**WORK TASK**:
Filter the entries for the string "rough". Copy each line that has it.

**DATASET RECORDS**:

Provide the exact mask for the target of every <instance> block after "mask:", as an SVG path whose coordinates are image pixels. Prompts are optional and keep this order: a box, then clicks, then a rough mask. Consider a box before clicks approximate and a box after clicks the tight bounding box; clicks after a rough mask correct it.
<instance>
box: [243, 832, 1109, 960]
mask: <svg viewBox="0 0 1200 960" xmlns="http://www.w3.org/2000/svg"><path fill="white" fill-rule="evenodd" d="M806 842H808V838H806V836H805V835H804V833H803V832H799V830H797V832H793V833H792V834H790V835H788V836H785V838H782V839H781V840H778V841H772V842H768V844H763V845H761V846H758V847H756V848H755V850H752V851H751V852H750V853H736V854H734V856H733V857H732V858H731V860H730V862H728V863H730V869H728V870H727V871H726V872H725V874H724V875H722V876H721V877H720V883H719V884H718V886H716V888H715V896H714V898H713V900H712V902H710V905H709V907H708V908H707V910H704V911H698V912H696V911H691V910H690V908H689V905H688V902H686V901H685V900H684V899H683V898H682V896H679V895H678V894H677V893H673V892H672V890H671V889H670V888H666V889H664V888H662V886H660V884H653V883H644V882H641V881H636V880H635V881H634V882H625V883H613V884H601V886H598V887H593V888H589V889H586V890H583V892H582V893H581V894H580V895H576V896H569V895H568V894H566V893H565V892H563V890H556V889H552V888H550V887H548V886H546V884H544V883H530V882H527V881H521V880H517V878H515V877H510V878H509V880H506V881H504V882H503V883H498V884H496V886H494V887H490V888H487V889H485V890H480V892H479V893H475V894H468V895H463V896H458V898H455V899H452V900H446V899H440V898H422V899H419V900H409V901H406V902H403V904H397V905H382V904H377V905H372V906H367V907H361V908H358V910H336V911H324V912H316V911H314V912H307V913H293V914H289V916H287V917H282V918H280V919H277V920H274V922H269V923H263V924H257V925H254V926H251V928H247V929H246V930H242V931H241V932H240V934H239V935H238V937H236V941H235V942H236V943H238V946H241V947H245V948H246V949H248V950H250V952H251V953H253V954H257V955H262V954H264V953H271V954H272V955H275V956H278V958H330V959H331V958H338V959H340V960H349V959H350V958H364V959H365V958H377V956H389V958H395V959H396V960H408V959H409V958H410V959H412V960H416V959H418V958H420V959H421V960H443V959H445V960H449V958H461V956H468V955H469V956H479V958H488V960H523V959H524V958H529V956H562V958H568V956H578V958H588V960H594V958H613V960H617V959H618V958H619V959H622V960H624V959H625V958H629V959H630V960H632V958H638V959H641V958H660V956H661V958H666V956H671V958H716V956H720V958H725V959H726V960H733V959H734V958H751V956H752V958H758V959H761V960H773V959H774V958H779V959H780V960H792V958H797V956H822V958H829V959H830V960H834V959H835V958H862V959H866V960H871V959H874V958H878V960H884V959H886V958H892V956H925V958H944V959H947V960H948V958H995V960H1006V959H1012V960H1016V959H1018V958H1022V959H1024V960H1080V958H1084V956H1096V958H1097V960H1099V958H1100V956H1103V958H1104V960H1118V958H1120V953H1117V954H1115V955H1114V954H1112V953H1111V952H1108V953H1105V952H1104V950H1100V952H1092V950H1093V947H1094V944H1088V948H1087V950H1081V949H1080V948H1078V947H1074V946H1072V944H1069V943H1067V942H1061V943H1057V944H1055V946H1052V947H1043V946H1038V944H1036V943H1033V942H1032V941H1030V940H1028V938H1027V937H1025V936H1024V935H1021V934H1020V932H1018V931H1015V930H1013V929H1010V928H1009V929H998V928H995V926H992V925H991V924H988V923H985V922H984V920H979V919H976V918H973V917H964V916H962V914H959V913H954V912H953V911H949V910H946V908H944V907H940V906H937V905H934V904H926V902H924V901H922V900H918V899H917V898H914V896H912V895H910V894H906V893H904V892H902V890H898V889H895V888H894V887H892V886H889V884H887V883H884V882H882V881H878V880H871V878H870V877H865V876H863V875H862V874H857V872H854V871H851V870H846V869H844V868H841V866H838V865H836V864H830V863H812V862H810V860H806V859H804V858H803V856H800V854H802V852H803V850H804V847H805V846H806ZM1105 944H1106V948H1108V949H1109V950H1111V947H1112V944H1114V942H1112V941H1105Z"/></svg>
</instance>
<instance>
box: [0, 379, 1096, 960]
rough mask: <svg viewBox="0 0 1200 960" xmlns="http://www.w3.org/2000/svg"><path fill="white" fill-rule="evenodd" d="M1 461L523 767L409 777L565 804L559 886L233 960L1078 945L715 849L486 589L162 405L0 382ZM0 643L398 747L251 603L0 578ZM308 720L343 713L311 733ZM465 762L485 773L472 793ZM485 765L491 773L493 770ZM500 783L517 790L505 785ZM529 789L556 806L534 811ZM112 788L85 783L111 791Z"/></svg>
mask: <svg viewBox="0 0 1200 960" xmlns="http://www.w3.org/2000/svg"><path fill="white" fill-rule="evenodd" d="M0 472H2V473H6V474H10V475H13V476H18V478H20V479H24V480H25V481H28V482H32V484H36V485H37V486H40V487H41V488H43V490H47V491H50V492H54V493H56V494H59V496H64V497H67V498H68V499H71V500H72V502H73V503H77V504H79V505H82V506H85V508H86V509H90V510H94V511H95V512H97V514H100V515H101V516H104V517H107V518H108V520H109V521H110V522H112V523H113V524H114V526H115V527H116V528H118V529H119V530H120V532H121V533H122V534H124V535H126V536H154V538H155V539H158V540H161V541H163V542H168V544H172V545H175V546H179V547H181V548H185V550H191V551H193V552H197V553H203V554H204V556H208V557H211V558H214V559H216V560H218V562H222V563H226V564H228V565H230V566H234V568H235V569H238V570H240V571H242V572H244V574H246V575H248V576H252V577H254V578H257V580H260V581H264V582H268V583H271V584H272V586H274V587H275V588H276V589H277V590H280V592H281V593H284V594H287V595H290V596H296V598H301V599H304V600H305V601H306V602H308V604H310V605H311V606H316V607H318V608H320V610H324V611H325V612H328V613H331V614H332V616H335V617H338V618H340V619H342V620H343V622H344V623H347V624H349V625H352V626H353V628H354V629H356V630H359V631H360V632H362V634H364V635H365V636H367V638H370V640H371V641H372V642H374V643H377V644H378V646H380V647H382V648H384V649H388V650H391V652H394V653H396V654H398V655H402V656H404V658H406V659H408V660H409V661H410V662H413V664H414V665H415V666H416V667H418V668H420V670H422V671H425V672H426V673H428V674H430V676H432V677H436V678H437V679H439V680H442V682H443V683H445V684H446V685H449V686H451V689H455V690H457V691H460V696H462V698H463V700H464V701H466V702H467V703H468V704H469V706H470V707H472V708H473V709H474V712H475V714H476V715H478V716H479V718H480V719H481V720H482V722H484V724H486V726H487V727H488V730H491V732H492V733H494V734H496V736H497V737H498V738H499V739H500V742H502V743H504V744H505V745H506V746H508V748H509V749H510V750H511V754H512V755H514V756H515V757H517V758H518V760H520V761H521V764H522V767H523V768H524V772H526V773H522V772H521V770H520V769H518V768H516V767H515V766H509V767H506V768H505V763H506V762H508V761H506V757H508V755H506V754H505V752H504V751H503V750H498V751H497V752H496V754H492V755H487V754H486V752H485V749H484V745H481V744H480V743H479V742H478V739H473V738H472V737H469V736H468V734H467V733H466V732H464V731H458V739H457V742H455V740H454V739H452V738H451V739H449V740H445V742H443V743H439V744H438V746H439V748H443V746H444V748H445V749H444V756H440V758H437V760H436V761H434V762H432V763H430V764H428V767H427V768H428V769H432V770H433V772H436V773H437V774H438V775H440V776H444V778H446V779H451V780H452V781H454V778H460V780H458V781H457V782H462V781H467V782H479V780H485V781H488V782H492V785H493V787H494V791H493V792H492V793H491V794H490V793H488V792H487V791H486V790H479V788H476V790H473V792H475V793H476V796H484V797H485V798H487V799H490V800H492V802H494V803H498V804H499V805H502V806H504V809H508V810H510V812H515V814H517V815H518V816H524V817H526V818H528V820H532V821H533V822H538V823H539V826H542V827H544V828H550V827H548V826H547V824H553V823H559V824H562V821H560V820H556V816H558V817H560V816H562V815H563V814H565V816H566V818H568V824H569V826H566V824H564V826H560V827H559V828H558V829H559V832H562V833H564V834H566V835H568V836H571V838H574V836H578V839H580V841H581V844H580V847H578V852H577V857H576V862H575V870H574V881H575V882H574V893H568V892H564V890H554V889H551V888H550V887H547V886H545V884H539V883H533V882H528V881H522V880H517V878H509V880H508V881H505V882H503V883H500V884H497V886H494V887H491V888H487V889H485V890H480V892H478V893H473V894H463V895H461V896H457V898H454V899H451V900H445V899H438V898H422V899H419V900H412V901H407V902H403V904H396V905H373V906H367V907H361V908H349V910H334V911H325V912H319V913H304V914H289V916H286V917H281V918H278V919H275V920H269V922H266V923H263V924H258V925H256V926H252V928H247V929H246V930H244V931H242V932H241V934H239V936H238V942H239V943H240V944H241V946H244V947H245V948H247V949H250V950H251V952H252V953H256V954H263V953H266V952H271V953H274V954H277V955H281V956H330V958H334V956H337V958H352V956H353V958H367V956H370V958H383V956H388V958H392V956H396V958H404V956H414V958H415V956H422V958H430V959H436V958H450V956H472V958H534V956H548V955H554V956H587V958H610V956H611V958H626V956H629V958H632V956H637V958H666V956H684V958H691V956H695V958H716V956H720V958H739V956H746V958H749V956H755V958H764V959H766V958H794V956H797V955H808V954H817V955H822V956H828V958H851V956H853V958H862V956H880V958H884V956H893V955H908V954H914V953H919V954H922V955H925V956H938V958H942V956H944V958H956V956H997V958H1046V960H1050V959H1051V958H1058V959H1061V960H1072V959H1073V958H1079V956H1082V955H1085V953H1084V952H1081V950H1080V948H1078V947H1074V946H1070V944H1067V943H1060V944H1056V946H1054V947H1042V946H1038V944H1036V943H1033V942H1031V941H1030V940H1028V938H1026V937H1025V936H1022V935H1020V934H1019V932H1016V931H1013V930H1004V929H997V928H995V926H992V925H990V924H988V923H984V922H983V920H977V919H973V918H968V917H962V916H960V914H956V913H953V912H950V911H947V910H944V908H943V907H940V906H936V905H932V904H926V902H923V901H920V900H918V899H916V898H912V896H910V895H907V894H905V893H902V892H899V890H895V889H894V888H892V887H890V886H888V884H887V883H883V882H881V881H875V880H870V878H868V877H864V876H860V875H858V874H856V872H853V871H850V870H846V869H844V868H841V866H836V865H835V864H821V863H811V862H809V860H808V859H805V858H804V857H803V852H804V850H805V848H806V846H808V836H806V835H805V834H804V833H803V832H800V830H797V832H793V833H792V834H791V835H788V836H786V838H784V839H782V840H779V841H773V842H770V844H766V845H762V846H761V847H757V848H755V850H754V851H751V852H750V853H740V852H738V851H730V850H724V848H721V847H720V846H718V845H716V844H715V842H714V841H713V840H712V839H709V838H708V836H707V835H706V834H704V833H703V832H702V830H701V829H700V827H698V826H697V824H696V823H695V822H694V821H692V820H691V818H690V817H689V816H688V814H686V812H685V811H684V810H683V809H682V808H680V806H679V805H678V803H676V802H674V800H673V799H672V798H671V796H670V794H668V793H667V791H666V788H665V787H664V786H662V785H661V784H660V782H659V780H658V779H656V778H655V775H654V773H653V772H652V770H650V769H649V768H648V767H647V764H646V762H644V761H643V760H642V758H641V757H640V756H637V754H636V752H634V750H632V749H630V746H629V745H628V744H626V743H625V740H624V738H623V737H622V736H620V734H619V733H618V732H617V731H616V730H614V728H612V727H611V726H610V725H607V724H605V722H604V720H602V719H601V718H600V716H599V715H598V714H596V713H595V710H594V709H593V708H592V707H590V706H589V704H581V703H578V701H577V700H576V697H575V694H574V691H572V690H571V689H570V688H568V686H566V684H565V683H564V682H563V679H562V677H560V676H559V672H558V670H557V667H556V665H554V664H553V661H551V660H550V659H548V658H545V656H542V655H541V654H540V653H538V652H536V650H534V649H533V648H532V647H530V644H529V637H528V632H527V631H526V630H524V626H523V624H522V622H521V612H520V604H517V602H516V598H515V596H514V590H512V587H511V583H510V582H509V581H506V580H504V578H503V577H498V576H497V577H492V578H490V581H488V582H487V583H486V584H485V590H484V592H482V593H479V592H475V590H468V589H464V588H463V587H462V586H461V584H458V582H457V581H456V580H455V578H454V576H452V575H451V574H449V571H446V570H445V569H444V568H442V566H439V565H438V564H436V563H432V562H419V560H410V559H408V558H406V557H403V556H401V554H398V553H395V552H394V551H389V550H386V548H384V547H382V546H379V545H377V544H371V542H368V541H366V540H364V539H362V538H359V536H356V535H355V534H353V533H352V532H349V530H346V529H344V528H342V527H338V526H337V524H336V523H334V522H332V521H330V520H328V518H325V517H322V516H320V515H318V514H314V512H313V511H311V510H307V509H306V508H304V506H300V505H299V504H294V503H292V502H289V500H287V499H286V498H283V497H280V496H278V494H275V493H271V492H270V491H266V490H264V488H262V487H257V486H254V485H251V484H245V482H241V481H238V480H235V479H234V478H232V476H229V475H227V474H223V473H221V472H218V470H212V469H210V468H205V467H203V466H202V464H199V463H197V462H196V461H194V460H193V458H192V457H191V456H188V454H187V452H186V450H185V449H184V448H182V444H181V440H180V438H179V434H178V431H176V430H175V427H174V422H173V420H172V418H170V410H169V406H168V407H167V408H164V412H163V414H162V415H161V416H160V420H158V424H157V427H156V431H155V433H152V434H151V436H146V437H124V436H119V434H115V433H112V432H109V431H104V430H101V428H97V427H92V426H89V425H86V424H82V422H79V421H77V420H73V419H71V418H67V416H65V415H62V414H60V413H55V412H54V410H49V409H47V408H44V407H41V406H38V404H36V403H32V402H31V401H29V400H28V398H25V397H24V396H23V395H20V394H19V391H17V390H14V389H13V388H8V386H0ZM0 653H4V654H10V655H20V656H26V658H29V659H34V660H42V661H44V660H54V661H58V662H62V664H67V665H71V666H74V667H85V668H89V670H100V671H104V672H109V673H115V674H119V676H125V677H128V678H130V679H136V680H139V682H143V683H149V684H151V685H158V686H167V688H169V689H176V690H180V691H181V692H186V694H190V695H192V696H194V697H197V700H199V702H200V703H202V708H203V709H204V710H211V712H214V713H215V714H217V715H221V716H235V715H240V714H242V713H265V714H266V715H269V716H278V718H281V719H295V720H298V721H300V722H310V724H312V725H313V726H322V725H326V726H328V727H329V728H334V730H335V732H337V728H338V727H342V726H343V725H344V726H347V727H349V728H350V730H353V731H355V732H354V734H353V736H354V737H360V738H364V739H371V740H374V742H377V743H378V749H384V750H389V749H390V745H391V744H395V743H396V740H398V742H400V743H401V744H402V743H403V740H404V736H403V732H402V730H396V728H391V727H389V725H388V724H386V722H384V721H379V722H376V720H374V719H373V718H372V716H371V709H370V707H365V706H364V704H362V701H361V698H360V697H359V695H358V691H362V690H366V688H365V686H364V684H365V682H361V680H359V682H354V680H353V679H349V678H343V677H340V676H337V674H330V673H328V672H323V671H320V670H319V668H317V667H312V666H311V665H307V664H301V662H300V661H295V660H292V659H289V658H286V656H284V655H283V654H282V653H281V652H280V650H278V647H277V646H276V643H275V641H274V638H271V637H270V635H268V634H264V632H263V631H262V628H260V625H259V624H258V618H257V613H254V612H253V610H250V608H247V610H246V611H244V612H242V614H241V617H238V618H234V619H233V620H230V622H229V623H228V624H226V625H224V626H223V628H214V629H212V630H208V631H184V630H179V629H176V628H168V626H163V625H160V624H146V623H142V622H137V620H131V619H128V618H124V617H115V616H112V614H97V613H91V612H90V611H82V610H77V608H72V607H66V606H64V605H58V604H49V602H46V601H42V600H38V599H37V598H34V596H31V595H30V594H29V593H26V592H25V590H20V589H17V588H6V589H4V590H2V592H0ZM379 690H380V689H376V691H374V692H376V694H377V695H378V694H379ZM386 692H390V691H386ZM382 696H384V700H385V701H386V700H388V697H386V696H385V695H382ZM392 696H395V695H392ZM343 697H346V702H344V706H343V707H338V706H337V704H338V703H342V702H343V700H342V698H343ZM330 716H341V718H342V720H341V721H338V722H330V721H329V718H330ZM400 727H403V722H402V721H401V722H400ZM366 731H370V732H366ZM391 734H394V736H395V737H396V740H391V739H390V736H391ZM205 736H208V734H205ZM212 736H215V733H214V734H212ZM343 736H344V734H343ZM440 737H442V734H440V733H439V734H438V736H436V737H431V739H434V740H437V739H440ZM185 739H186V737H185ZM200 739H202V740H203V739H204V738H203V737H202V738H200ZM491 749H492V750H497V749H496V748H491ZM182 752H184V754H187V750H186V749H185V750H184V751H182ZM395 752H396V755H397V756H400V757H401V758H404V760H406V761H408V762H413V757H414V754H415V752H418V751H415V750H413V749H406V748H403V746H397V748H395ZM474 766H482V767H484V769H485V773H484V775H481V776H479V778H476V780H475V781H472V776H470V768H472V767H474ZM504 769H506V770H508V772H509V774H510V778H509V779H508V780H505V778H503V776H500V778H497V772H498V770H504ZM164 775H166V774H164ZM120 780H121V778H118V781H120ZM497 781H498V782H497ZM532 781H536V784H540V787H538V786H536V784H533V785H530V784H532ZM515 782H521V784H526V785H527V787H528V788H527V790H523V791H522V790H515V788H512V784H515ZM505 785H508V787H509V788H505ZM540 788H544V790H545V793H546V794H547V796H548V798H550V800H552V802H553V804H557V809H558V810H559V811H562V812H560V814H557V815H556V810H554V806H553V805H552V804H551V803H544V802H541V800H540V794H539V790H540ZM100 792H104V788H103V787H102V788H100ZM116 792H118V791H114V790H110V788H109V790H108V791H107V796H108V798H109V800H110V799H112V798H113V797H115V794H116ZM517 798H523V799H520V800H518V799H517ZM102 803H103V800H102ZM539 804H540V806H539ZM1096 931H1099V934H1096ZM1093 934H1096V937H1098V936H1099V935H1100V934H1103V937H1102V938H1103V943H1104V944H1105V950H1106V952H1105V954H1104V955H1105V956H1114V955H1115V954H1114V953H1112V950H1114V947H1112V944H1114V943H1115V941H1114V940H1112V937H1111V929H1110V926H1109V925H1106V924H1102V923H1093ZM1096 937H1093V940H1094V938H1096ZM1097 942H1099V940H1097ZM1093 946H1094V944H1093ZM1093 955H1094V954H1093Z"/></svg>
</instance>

**RESULT OF THIS TASK**:
Provide the exact mask for the target of every <instance> block after "mask:", as an SVG path whose coordinates are image pixels. Prompts are optional and keep this order: a box, then clicks, then a rough mask. Consider a box before clicks approximate and a box after clicks the tight bounding box; clicks after a rough mask correct it.
rough mask: <svg viewBox="0 0 1200 960" xmlns="http://www.w3.org/2000/svg"><path fill="white" fill-rule="evenodd" d="M1 461L523 767L409 777L565 804L559 886L233 960L1078 945L715 849L486 589L162 405L0 382ZM0 643L398 747L251 603L0 578ZM308 720L343 713L311 733ZM465 762L485 773L472 793ZM485 765L491 773L493 770ZM500 783L517 790L505 785ZM529 789L556 806L534 811ZM112 788L85 783L111 791Z"/></svg>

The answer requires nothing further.